### Data ###

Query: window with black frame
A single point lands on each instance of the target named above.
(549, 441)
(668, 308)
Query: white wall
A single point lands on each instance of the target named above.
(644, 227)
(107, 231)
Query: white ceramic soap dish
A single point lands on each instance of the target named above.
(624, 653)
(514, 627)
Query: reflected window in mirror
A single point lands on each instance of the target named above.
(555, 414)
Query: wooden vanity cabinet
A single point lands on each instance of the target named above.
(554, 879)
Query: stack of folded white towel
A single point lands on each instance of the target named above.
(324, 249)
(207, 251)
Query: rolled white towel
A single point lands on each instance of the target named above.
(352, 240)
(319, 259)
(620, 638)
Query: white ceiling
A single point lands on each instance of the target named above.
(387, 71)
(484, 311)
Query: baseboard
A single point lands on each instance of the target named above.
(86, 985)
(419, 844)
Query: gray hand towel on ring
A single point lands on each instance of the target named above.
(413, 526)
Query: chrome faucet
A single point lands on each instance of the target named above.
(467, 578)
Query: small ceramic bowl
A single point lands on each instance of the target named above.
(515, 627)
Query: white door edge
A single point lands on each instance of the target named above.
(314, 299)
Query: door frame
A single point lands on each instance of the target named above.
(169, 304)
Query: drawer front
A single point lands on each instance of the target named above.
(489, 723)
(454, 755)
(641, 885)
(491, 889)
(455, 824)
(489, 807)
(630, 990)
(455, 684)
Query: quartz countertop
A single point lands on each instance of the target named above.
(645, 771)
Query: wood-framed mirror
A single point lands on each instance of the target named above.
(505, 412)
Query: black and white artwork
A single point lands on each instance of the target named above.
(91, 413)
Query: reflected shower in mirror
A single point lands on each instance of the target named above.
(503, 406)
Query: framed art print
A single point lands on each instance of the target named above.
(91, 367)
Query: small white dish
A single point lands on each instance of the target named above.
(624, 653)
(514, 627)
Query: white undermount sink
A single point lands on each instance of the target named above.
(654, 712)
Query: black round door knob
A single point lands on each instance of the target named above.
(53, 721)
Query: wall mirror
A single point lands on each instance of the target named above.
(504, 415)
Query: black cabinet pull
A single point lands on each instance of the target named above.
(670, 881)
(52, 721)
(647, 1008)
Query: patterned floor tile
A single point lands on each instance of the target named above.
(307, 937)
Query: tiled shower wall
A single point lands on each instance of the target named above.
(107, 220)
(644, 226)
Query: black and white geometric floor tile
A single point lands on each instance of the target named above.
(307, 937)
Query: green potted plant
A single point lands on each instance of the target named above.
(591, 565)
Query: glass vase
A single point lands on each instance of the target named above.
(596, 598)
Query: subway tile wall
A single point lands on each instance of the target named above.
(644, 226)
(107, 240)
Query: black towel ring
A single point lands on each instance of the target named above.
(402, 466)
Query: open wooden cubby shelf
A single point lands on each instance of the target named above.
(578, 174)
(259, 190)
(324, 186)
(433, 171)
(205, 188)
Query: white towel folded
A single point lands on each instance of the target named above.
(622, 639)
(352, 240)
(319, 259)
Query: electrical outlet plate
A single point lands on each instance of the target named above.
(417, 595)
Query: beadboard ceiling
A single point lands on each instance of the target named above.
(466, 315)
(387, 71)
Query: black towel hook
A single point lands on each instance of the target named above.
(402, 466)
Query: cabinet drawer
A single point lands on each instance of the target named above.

###

Print out the whole listing exactly as it appears.

Query: window with black frame
A single point lands on each instance of the target named above.
(549, 441)
(668, 308)
Query: white wall
A single point lands on each instance of the target named above.
(644, 227)
(107, 231)
Query: white ceramic soap dish
A single point lands on each instance of the target named above.
(624, 653)
(514, 627)
Query: reflected window in mirror
A single point lands on each instance of the target named above.
(555, 414)
Query: wooden vanity cabinet
A single point lands on each instance of the target named above.
(554, 879)
Query: stack of folded white towel
A single point lands on each instance of the target named above.
(324, 249)
(207, 251)
Query: rolled white towel
A single point lands on each instance of the target named above.
(352, 240)
(319, 259)
(620, 638)
Query: white ceiling
A single point lands on each instance of the target named above.
(387, 71)
(484, 311)
Query: baseboard
A single point lands on each instance of the target named above.
(86, 985)
(419, 844)
Query: gray hand towel on ring
A single point lands on each instance of the target named above.
(413, 526)
Query: chrome faucet
A single point lands on each instance of the target named above.
(467, 578)
Query: small ceramic bowl
A single point lands on each instance of the target named above.
(515, 627)
Query: white door edge
A single point lands on each instance of the target named above.
(314, 299)
Query: door frame
A single point lands on each instance of the target named above.
(169, 304)
Query: drawer front
A single point lands on each instance of the target named above.
(489, 723)
(454, 755)
(641, 885)
(491, 889)
(455, 824)
(489, 807)
(630, 990)
(455, 684)
Query: quartz countertop
A single point lands on each instance of the target named above.
(645, 771)
Query: wood-framed mirror
A single point lands on each instance of the target named above.
(505, 412)
Query: black and white artwork
A single point lands on each instance of the target named above.
(91, 413)
Query: reflected shower in mirror
A single point lands on each instance of the target named above.
(503, 406)
Query: framed art print
A single point lands on each instance of the target named above.
(91, 367)
Query: small white dish
A single point lands on each instance of the target named above.
(624, 653)
(514, 627)
Query: white undermount sink
A single point lands on each instance of the target named above.
(654, 712)
Query: black round door knob
A single point lands on each instance of the target named above.
(53, 721)
Query: wall mirror
A single point lands on each instance of the target named above.
(504, 415)
Query: black cabinet pull
A single point lands on each instance of the target named above.
(670, 881)
(52, 721)
(647, 1008)
Query: patterned floor tile
A single point lands on each instance of the target named above.
(307, 937)
Query: tiled shower wall
A single point lands on each instance of the target named above.
(107, 220)
(644, 226)
Query: black and white geometric floor tile
A single point lands on each instance of the target named above.
(307, 937)
Query: green potted plant
A single point lands on each instance of the target named above.
(591, 565)
Query: glass vase
A single point lands on each instance of the target named above.
(596, 598)
Query: subway tile wall
A single point lands on each instance of the target named above.
(644, 226)
(107, 240)
Query: black towel ring
A single point lands on each instance of the target named above.
(402, 466)
Query: open wooden cubby shelf
A single point lands on each instance of the target named above.
(578, 174)
(259, 190)
(324, 186)
(433, 171)
(205, 188)
Query: white towel folded
A single point lands on each instance of the target named above.
(622, 639)
(352, 240)
(319, 259)
Query: electrical outlet plate
A single point lands on each instance of the target named above.
(417, 595)
Query: beadboard ceiling
A single point lands on each instance of the target named above.
(466, 315)
(387, 71)
Query: black towel hook
A single point lands on each instance of the target named above.
(402, 466)
Query: cabinet drawer
A single point lands on each instance of the target named above.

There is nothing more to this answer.